• **Document excerpt**
# Sando (San Shao)



## moustafaraslan (Oct 5, 2008)

Can someone explain Sando(San Shao) to me and tell me what differences there are between it and MT and also give me your opinion on which is better and do you know any Sando schools in Houston or Katy


----------



## jarrod (Oct 5, 2008)

sanda/san shou, etc is a style of kickboxing that also utilizes throws & takedowns.  there is no grappling once it hits the mat, points are awarded & fighters stand back up.  rules vary from organization to organization, & also from amateur to pro.  generally speaking, the more devestating the throw, the more points are awarded.

if you watched san shou without throws & compared it to muay thai, you wouldn't see too much differnce.  thai boxing does tend to have an edge on clinch fighting though.  

jf


----------



## Xue Sheng (Oct 5, 2008)

Sanda also known as Sanshou

It depends on which version you are talking about. But the most widely know is the Sports version. Look for "good" Beijing?Chinese Police matches on Youtube and you will see major differences between it and Muay Thai and Western Boxing. For one real sanda does not hop. Nothing against Muay Thai, it is a damn impressive art.

Sanda has strikes, takedowns and joint locks. The sports version has omitted some of what makes up Sanda. 

Check these

http://www.martialtalk.com/forum/showthread.php?t=65207&highlight=sanda

http://www.martialtalk.com/forum/showthread.php?t=56315&highlight=sanda

http://www.martialtalk.com/forum/showthread.php?t=38089&highlight=sanda

EDIT

This site (Florida Sanshou) is fairly inactive these days most of the people on it are to busy training for fights to post but they could answer your questions and may know more about schools in Texas.


----------



## moustafaraslan (Oct 6, 2008)

Thanks you guys I will look at the websites provided I still can't find a school so if anyone knows a school near houston please tell me.


----------



## moustafaraslan (Oct 7, 2008)

I found a school near me supposedly it is really good i will have to go and see.


----------



## jarrod (Oct 8, 2008)

that's great, let us know how it is.  sanda is not too common in the U.S. as of yet.

jf


----------



## Xue Sheng (Oct 8, 2008)

jarrod said:


> that's great, let us know how it is. sanda is not too common in the U.S. as of yet.
> 
> jf


 
And the "real" police/military version is next to impossible to find in the states


----------



## moustafaraslan (Oct 9, 2008)

i made an appointment at the place but the instructor left. they didn't tell me don't come or anything. might not be going back again. can't find any other schools though might just give up


----------



## Xue Sheng (Oct 9, 2008)

• **Material provided**

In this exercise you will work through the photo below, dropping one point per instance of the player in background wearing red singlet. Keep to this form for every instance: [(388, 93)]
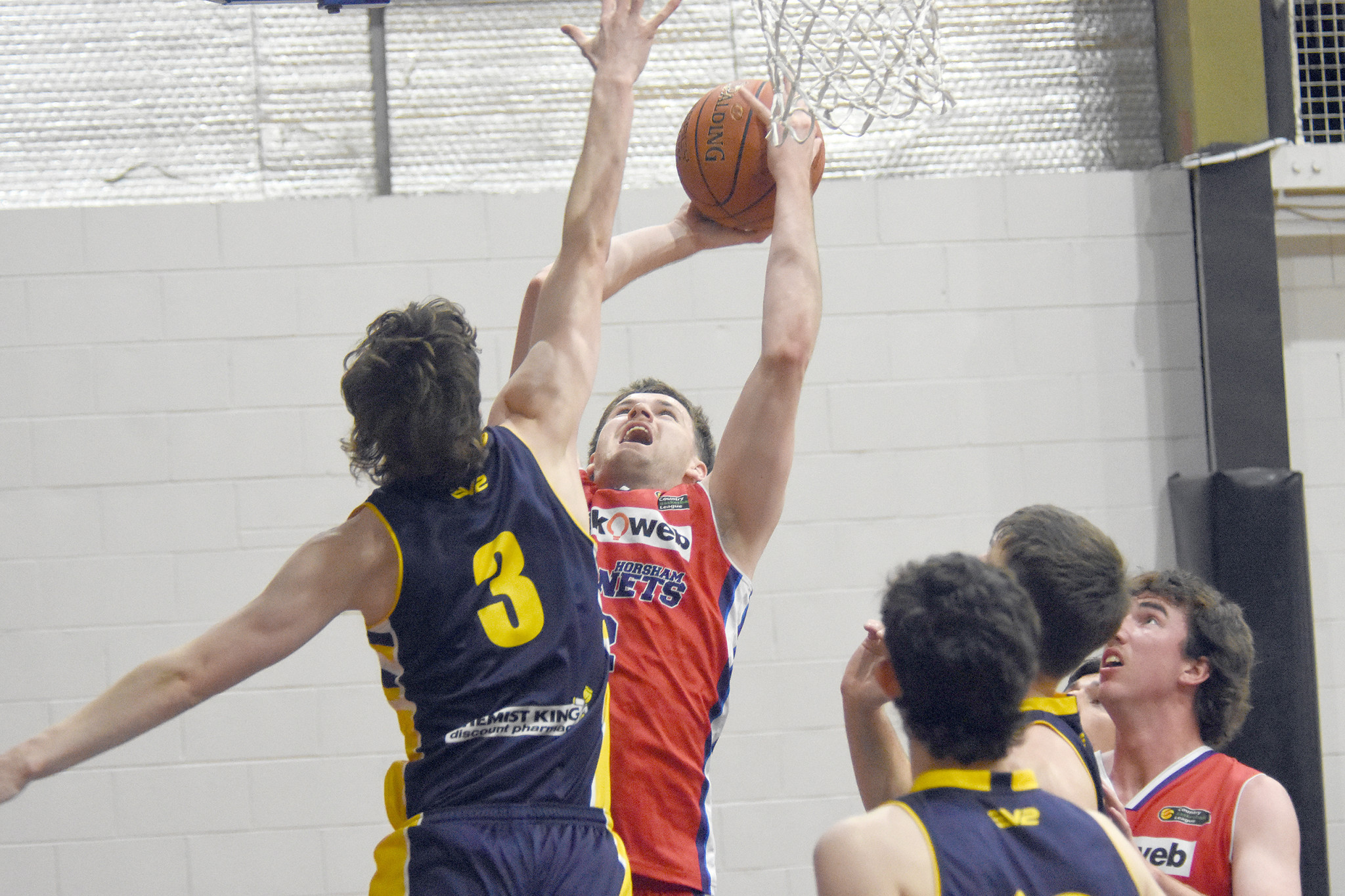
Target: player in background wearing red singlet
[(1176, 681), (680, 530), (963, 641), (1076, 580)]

• **Exercise instructions**
a) In the forum thread on Sanda, what happens when a fight goes to the mat?
b) Summarize the forum thread on Sanda in three sentences.
c) Write the next part of the forum thread on Sanda, starting with the reply under its final header.

• **Solved problems**
a) There is no grappling on the mat; points are awarded and the fighters stand back up.

b) A poster asks what Sanda (San Shou) is, how it differs from Muay Thai, and whether there are schools in Houston or Katy. Replies describe it as kickboxing that also uses throws and takedowns, note that the sports version leaves out some of Sanda's strikes, takedowns and joint locks, and say Sanda is not common in the U.S. The poster finds a nearby school, but the instructor leaves before the appointment, and the poster, unable to find another school, thinks about giving up.

c)
moustafaraslan said:


> i made an appointment at the place but the instructor left. they didn't tell me don't come or anything. might not be going back again. can't find any other schools though might just give up


 
Make another appointment or call and try and find out what happened. If you get the same treatment then it is not a place I would want to train.


----------



## moustafaraslan (Oct 11, 2008)

Yeah I made another appointment but if it doesn't work I will have to settle for Muay Thai. I will see how the lesson goes and their prices. I have already talked to the Muay Thai instructor just in case.


----------



## Xue Sheng (Oct 11, 2008)

moustafaraslan said:


> Yeah I made another appointment but if it doesn't work I will have to settle for Muay Thai. I will see how the lesson goes and their prices. I have already talked to the Muay Thai instructor just in case.


 
Muay Thai is a pretty damn good choice too.


----------



## jarrod (Oct 11, 2008)

throw a little judo in there too (pun intended). it's not one stop shopping, but you'll have the same general skill set that sanda provides.

jf


----------



## moustafaraslan (Oct 12, 2008)

I want to do Muay Thai and BJJ but it all depends on money and I'm still trying to decide which to do first.


----------



## Xue Sheng (Oct 12, 2008)

jarrod said:


> throw a little judo in there too (pun intended). it's not one stop shopping, but you'll have the same general skill set that sanda provides.
> 
> jf


 
Agreed



moustafaraslan said:


> I want to do Muay Thai and BJJ but it all depends on money and I'm still trying to decide which to do first.


 
Not a bad choice either

Are


----------



## Xue Sheng (Oct 12, 2008)

jarrod said:


> throw a little judo in there too (pun intended). it's not one stop shopping, but you'll have the same general skill set that sanda provides.
> 
> jf


 
Agreed



moustafaraslan said:


> I want to do Muay Thai and BJJ but it all depends on money and I'm still trying to decide which to do first.


 
Not a bad choice either

Are there any "real" and "good" MMA schools in your area? They are, in some cases, pretty much a combo of Muay Thai and BJJ or at least something similar.


----------



## masherdong (Oct 12, 2008)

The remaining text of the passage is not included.